▶ **Excerpt to read**:
########

By Bob Plain in RIFuture.org
Of all the ridiculously obvious ways in which the press panders
to conservative ideology and terminology, one of the most egregious examples is
when reporters refer to the union-busting legislation such as what passed in
Michigan yesterday as “right to work” bills.
As a point of fact these laws have absolutely, positively
nothing to do with any right to work. Not in any way, shape or form. It is
simply an inaccurate and misleading way to describe them. CNN, NBC, the AP and
the Washington Post all use it, but they are wrong to do so.
Best I can tell, the term has been around since the late 1960′s,
in the form of the National Right to Work Legal Legal Defense Foundation, a non-profit that gets its money from the
same crony corporatists as does ALEC and the Heritage Foundation. Trust me,
these conniving one percenters didn’t call it this because it was the most
honest way to describe their intentions.
“We must guard against being fooled by false slogans such as
‘right to work,’” Martin Luther King Jr. once
said.
It’s actually more accurate to use the left’s re-spinning of
this misnomer – the “right to work for less” – because a vast preponderance of
evidence shows that employee wages are lower in the states that have these
labor-hating laws. Here’s President Obama doing so the
other day in Michigan,
before the bill passed:
University of Oregon professor Gordon Lafer studied the issue for the
Economic Policy Institute and here are just some of his findings:
RTW laws have no impact on the performance of state economies. Seven
of the 10 highest-unemployment states are states with RTW laws, including
Nevada and Florida, which have unemployment rates higher than Michigan’s
unemployment rate of 10.5%, and South Carolina, which also has an unemployment
rate of 10.5%. Factors other than RTW laws, such as major industries and
climate, shape states’ economies.

########

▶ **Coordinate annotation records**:
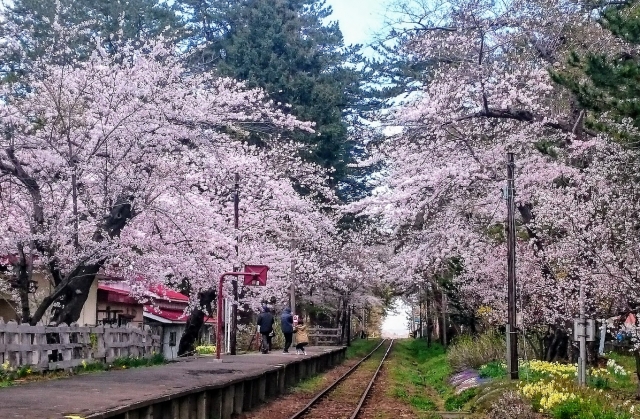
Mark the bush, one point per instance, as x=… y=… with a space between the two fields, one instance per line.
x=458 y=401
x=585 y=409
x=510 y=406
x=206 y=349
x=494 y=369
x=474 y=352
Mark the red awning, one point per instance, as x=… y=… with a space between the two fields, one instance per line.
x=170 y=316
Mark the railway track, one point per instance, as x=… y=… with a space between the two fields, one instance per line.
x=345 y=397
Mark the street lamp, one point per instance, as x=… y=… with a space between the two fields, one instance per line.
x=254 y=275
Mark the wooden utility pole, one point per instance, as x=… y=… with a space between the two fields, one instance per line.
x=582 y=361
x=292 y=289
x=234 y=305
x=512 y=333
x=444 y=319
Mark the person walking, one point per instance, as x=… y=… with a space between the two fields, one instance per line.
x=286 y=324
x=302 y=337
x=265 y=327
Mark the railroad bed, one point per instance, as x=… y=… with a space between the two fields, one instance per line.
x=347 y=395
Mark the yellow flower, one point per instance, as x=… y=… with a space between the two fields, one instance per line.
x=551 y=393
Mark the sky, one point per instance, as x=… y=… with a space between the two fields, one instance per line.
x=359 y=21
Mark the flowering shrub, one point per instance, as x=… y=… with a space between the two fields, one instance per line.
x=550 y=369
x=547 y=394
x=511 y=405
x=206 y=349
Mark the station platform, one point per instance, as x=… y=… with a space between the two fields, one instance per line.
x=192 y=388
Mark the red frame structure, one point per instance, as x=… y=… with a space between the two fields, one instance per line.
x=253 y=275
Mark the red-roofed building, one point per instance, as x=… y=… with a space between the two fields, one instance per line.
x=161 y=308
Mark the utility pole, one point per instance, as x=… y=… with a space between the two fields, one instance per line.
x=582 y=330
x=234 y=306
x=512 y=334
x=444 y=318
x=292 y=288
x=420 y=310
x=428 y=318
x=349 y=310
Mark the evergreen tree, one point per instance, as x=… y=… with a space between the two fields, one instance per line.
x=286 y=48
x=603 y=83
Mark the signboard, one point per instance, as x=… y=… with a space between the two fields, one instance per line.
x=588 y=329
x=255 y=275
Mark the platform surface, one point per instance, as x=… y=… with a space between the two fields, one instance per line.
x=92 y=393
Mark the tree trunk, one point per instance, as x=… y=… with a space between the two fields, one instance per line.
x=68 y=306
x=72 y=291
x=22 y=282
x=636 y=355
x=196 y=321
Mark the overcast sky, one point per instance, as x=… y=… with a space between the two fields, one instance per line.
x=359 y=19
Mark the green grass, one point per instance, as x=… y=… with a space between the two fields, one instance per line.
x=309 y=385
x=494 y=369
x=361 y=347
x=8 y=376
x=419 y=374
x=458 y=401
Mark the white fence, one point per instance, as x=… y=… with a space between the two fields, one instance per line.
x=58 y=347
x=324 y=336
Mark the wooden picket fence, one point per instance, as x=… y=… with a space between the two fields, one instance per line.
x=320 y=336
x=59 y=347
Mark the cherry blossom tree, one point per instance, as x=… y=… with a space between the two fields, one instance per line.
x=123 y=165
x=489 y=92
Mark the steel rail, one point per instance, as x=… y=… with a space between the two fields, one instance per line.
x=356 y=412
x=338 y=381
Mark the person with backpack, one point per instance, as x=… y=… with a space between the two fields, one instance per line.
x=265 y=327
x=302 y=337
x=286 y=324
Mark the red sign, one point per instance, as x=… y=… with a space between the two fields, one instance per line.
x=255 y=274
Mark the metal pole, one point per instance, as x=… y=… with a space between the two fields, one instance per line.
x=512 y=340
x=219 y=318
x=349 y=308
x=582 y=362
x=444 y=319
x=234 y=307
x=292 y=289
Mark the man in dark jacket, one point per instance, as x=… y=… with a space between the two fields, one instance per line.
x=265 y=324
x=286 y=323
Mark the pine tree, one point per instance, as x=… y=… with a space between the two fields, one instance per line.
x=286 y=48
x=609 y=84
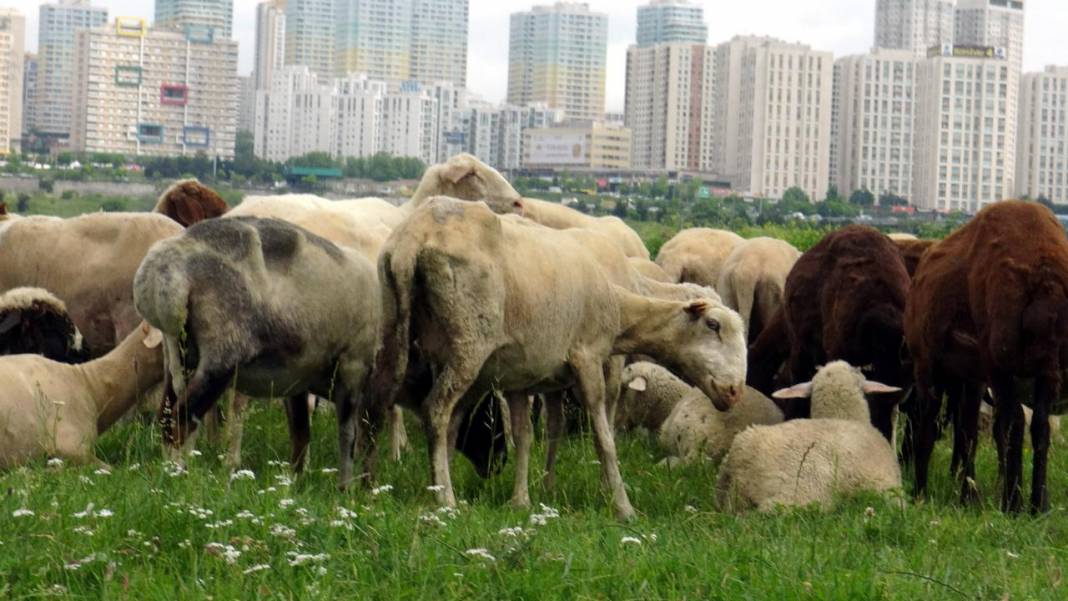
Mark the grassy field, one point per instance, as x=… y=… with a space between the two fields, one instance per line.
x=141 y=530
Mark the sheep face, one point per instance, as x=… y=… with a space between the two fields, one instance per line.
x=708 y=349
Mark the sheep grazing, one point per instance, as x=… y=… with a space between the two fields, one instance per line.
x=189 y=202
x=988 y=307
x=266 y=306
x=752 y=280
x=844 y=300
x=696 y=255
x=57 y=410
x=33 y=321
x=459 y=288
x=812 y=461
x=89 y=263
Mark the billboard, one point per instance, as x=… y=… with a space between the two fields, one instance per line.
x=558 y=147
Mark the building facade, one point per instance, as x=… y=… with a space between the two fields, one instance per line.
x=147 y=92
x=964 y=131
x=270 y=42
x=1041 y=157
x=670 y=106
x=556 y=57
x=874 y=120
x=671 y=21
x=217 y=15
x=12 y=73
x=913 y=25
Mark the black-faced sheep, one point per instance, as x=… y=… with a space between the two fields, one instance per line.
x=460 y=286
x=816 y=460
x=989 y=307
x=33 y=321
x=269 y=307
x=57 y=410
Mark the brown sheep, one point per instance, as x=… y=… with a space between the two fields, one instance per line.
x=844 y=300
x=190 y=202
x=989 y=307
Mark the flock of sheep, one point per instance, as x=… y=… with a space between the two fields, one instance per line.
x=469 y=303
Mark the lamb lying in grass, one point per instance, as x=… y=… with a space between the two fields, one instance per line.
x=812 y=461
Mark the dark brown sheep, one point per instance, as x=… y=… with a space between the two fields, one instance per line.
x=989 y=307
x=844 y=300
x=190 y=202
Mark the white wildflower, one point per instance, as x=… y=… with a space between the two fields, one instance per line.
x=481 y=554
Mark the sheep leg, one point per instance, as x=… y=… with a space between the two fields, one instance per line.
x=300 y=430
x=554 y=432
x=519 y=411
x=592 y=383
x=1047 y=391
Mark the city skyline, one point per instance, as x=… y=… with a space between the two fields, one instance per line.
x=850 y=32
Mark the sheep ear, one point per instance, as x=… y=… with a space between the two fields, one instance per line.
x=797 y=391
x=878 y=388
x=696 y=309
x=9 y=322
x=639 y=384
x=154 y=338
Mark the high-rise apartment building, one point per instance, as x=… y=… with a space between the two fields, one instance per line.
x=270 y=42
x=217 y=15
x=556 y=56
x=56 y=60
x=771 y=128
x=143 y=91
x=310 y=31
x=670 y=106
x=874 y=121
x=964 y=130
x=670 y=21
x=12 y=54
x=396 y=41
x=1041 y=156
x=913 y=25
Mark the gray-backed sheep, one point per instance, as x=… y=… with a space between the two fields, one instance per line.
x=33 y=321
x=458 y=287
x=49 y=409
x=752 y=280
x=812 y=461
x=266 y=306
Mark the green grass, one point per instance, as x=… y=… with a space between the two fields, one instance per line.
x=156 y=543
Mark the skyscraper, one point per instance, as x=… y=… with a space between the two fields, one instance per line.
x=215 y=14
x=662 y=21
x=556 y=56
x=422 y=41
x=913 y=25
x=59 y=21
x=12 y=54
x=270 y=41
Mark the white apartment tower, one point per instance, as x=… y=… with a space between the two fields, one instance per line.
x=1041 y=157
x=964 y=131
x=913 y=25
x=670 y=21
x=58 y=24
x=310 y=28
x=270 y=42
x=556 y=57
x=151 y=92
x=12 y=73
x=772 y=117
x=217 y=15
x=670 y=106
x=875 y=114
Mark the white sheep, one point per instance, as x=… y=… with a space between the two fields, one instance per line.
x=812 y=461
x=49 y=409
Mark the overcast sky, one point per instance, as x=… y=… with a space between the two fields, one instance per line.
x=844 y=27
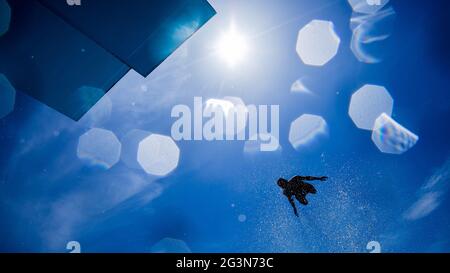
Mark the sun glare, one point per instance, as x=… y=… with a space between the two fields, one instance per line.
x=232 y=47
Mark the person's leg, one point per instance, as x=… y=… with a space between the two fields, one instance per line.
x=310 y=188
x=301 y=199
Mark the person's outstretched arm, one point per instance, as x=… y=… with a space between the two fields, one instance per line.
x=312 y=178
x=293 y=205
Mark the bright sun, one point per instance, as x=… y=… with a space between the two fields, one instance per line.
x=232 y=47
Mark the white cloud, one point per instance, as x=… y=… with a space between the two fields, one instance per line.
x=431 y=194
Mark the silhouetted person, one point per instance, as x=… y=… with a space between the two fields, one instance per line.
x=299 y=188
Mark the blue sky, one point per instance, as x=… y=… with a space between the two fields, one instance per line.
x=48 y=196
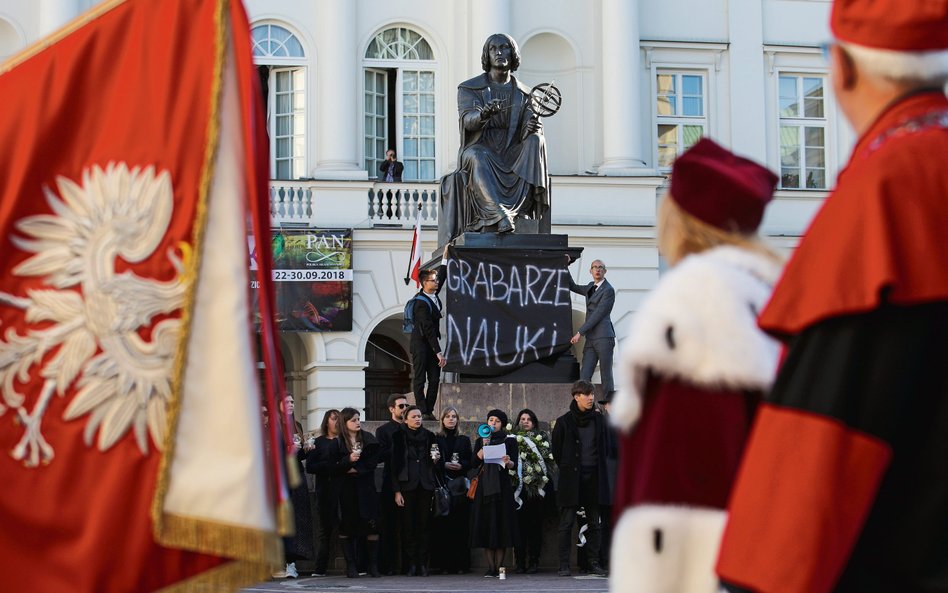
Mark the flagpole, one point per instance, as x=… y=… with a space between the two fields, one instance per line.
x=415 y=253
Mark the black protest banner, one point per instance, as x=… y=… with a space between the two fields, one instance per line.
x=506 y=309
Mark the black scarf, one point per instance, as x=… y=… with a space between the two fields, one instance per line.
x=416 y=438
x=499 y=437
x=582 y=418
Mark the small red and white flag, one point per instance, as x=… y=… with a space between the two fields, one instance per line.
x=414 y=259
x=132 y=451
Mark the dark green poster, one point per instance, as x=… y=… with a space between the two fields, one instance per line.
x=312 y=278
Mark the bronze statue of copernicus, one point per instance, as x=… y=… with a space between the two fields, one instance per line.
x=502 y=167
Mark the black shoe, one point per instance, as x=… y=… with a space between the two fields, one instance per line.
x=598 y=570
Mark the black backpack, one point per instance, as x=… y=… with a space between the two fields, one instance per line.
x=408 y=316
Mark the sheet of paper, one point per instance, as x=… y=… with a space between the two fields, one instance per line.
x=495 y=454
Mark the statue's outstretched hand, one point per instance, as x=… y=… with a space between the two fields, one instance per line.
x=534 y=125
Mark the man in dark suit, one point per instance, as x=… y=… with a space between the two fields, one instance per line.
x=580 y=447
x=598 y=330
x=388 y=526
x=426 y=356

########

▶ **Set task**: Can you echo the whole piece on "right to work" laws, word for word?

▶ **Task result**:
By Bob Plain in RIFuture.org
Of all the ridiculously obvious ways in which the press panders
to conservative ideology and terminology, one of the most egregious examples is
when reporters refer to the union-busting legislation such as what passed in
Michigan yesterday as “right to work” bills.
As a point of fact these laws have absolutely, positively
nothing to do with any right to work. Not in any way, shape or form. It is
simply an inaccurate and misleading way to describe them. CNN, NBC, the AP and
the Washington Post all use it, but they are wrong to do so.
Best I can tell, the term has been around since the late 1960′s,
in the form of the National Right to Work Legal Legal Defense Foundation, a non-profit that gets its money from the
same crony corporatists as does ALEC and the Heritage Foundation. Trust me,
these conniving one percenters didn’t call it this because it was the most
honest way to describe their intentions.
“We must guard against being fooled by false slogans such as
‘right to work,’” Martin Luther King Jr. once
said.
It’s actually more accurate to use the left’s re-spinning of
this misnomer – the “right to work for less” – because a vast preponderance of
evidence shows that employee wages are lower in the states that have these
labor-hating laws. Here’s President Obama doing so the
other day in Michigan,
before the bill passed:
University of Oregon professor Gordon Lafer studied the issue for the
Economic Policy Institute and here are just some of his findings:
RTW laws have no impact on the performance of state economies. Seven
of the 10 highest-unemployment states are states with RTW laws, including
Nevada and Florida, which have unemployment rates higher than Michigan’s
unemployment rate of 10.5%, and South Carolina, which also has an unemployment
rate of 10.5%. Factors other than RTW laws, such as major industries and
climate, shape states’ economies.